[Records excerpted from a collection]
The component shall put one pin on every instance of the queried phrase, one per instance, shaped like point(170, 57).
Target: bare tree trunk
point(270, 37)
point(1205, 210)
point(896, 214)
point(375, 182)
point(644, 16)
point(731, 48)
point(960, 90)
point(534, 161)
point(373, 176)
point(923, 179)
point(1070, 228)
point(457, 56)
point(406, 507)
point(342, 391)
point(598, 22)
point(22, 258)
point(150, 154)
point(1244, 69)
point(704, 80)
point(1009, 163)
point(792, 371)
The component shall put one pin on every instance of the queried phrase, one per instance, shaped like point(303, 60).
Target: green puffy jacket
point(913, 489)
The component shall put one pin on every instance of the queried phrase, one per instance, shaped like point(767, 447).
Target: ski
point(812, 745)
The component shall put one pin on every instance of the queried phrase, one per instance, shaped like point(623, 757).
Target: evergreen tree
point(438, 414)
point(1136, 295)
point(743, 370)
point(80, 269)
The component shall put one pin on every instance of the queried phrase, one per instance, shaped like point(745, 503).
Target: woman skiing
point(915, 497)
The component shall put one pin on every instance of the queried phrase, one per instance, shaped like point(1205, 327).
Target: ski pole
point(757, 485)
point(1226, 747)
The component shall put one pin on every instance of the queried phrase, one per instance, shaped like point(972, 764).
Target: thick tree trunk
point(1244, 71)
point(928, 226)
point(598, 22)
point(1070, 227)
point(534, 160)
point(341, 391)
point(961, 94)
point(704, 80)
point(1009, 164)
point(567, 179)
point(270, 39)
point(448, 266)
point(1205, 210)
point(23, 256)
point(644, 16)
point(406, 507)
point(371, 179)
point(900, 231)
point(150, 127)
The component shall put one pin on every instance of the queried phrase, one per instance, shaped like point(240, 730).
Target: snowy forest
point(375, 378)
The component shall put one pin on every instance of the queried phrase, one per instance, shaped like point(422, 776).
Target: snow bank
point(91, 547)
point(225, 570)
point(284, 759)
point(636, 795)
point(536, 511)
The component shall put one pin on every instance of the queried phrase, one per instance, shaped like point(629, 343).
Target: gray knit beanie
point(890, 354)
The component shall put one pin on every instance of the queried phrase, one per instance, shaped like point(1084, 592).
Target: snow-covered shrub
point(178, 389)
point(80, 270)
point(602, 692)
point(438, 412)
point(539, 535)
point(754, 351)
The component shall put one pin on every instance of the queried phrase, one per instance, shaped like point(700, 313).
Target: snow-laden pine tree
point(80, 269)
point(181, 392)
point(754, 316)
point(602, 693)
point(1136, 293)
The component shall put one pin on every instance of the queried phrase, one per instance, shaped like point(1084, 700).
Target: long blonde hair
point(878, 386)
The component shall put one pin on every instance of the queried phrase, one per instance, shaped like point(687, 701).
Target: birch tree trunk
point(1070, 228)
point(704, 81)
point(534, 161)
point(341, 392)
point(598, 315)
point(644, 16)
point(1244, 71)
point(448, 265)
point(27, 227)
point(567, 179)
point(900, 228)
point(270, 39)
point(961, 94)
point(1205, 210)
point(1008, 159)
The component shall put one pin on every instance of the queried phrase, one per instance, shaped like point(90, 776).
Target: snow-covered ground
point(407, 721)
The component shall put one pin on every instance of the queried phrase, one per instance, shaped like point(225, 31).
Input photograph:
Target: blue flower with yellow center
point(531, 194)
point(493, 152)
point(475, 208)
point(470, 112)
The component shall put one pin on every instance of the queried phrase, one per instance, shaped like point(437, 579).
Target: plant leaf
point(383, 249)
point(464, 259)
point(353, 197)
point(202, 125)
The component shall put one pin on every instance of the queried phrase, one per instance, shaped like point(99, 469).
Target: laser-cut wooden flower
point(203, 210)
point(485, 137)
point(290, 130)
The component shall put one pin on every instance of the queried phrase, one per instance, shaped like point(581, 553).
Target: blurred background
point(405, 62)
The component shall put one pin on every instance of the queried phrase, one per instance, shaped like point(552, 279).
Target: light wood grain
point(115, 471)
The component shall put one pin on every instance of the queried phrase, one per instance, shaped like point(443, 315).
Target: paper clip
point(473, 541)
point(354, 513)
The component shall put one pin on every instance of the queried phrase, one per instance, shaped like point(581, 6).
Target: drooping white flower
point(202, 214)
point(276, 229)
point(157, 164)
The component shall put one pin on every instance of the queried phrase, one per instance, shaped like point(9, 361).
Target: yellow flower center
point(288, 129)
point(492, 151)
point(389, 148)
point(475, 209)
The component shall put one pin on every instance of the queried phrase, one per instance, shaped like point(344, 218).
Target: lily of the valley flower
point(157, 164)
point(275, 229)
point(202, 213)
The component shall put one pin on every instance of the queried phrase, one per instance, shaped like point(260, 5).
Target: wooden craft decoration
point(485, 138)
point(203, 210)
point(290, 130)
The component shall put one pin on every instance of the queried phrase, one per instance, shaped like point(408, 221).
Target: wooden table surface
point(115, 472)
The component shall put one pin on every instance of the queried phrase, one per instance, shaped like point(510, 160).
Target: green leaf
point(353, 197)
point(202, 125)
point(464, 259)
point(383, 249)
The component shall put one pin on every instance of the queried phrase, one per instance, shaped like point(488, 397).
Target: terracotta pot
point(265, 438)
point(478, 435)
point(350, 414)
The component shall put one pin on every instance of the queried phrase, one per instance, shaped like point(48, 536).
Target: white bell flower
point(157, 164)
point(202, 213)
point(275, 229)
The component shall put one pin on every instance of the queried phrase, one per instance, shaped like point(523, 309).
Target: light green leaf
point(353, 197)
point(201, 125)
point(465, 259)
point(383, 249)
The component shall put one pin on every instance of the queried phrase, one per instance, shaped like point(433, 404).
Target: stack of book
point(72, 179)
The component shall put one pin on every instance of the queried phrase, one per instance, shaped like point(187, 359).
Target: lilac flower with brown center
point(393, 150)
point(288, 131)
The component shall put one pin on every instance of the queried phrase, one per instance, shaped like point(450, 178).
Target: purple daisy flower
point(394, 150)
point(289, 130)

◆ What you have to do:
Restate the data above word for word.

◆ Expected answer:
The component shall put one pin on every instance of the queried phrase, one per instance, shaped like point(170, 57).
Target: bare tree trunk
point(270, 37)
point(1205, 210)
point(896, 214)
point(375, 182)
point(644, 16)
point(731, 48)
point(960, 90)
point(534, 161)
point(373, 176)
point(923, 179)
point(1070, 228)
point(457, 56)
point(406, 507)
point(342, 391)
point(598, 22)
point(22, 258)
point(150, 154)
point(1244, 69)
point(704, 80)
point(1009, 163)
point(792, 371)
The component shall put one pin on every instance of the queried phrase, one per instance, shaped like point(303, 60).
Target: green puffy jacket
point(913, 489)
The component shall put one pin on every instance of the queried phrase, one per instance, shaped like point(767, 447).
Target: ski
point(812, 745)
The component shall put one pin on every instance of the queried phrase, one per instance, shaped like point(623, 757).
Target: evergreen tree
point(438, 414)
point(1136, 295)
point(743, 370)
point(80, 269)
The component shall put one pin on every instance of the queried phrase, one per instance, shaped like point(745, 503).
Target: woman skiing
point(915, 497)
The component shall put one pin on every instance of the queried phrase, one per instance, shaped like point(1205, 327).
Target: ski pole
point(757, 485)
point(1226, 747)
The component shall put one pin on every instance of the queried phrase, one per instance, shaped like point(972, 764).
Target: thick tree trunk
point(1244, 71)
point(928, 226)
point(598, 22)
point(1070, 227)
point(534, 160)
point(341, 391)
point(961, 94)
point(704, 80)
point(1009, 164)
point(567, 179)
point(270, 39)
point(448, 266)
point(1205, 210)
point(23, 256)
point(644, 16)
point(406, 507)
point(371, 179)
point(900, 231)
point(150, 127)
The component shall put one pin on every instance of the queried phrase, one per instance, shaped like point(240, 730).
Target: snowy forest
point(375, 378)
The component shall put one pin on every instance of the queried phrase, one per instance, shaped like point(422, 776).
Target: snow bank
point(91, 547)
point(225, 570)
point(284, 759)
point(636, 795)
point(536, 511)
The component shall put one pin on every instance of the queried phrase, one per instance, shaped like point(629, 343).
Target: gray knit beanie
point(890, 354)
The component shall put one pin on every instance of the queried phrase, one per instance, shaped like point(1084, 592).
Target: snow-covered shrub
point(178, 389)
point(80, 270)
point(602, 692)
point(438, 412)
point(539, 535)
point(754, 351)
The component shall put one pin on every instance of the queried phrase, one per instance, shaped like point(700, 313).
Target: snow-laden pine tree
point(80, 269)
point(181, 392)
point(754, 316)
point(602, 693)
point(1136, 293)
The component shall put one pin on every instance of the queried phrase, one per instance, shaped like point(1084, 700).
Target: long blonde hair
point(878, 386)
The component shall put one pin on every instance of the queried phrase, one per instance, shaped like point(687, 701).
Target: birch tree trunk
point(1070, 228)
point(704, 81)
point(534, 161)
point(341, 392)
point(598, 315)
point(644, 16)
point(1244, 71)
point(448, 265)
point(27, 227)
point(567, 179)
point(900, 228)
point(270, 39)
point(961, 94)
point(1205, 210)
point(1008, 159)
The component shall put one pin on every instance of the queried phrase, one per instance, shaped like point(90, 776).
Target: snow-covered ground
point(407, 721)
The component shall put one pin on every instance of the queried phrase, one per instance, shaped like point(225, 31).
Input photograph:
Target: blue flower with yellow center
point(531, 194)
point(493, 152)
point(475, 208)
point(470, 112)
The component shall put one pin on every instance of the queried phrase, one per instance, shaped like point(437, 579).
Target: plant leaf
point(383, 249)
point(464, 259)
point(353, 197)
point(202, 125)
The component shall put one pin on every instance of the queried phrase, one per instance, shaped like point(99, 469).
Target: laser-cut wooden flower
point(203, 210)
point(485, 137)
point(290, 130)
The component shall put one pin on every instance of the queried phrase, one per instance, shaped like point(581, 553).
Target: blurred background
point(405, 62)
The component shall put one pin on every instance of the queried phrase, one per instance, shaped like point(552, 279).
Target: light wood grain
point(115, 471)
The component shall put one pin on every instance of the queried phrase, one per instance, shaped like point(443, 315).
Target: paper clip
point(473, 541)
point(354, 513)
The component shall put one pin on every instance of the queried phrase, one per instance, shaped like point(581, 6).
Target: drooping white flower
point(202, 214)
point(276, 229)
point(157, 164)
The component shall put one pin on every instance of the queried phrase, one per instance, shaped like point(9, 361).
Target: yellow flower center
point(288, 129)
point(492, 151)
point(389, 148)
point(475, 209)
The component shall put one pin on every instance of the queried phrase, one per instance, shaped like point(344, 218).
Target: lily of the valley flower
point(157, 164)
point(275, 229)
point(202, 213)
The component shall put one pin on every instance of the queried phrase, one per instance, shaped like point(260, 5).
Target: wooden craft decoration
point(485, 138)
point(203, 210)
point(290, 130)
The component shall put one pin on every instance of the queried phrase, one per instance, shaped like point(408, 221).
Target: wooden table surface
point(115, 472)
The component shall put one pin on every instance of the queried phrase, one per instance, shaped like point(510, 160).
Target: green leaf
point(353, 197)
point(202, 125)
point(464, 259)
point(383, 249)
The component shall put one pin on every instance of the queried phrase, one per instance, shaped like point(488, 397).
Target: terracotta pot
point(265, 438)
point(478, 435)
point(350, 414)
The component shall put one pin on every instance of the queried phrase, one per instance, shaped like point(48, 536).
Target: white bell flower
point(157, 164)
point(202, 213)
point(275, 229)
The component shall put one pin on every instance of the queried phrase, one per instance, shaped like point(523, 309).
Target: light green leaf
point(353, 197)
point(201, 125)
point(465, 259)
point(383, 249)
The component shall put one pin on every instance of the queried phrase, one per instance, shaped like point(433, 404).
Target: stack of book
point(72, 179)
The component shall put one pin on every instance of the queried phrase, one per instance, shaped like point(187, 359).
Target: lilac flower with brown center
point(393, 150)
point(288, 131)
The component shall put one pin on every instance of the queried phrase, one per instance, shaped like point(450, 178).
Target: purple daisy flower
point(394, 150)
point(289, 130)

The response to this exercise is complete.